──────── GIVEN INFORMATION ────────

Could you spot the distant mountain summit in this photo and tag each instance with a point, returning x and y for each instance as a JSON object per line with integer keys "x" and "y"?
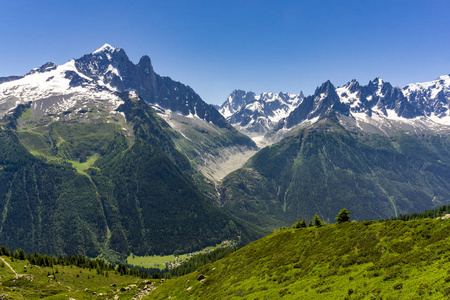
{"x": 268, "y": 117}
{"x": 254, "y": 114}
{"x": 429, "y": 100}
{"x": 102, "y": 74}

────────

AIM: Reproduce every line of the records above word for word, omitting the pictures.

ANSWER:
Could you spot the distant mountain summit in this photo and tag each instance with a point, returning x and y for each instance as a JSON object per line with integer keys "x" and "y"?
{"x": 268, "y": 117}
{"x": 254, "y": 114}
{"x": 429, "y": 100}
{"x": 102, "y": 74}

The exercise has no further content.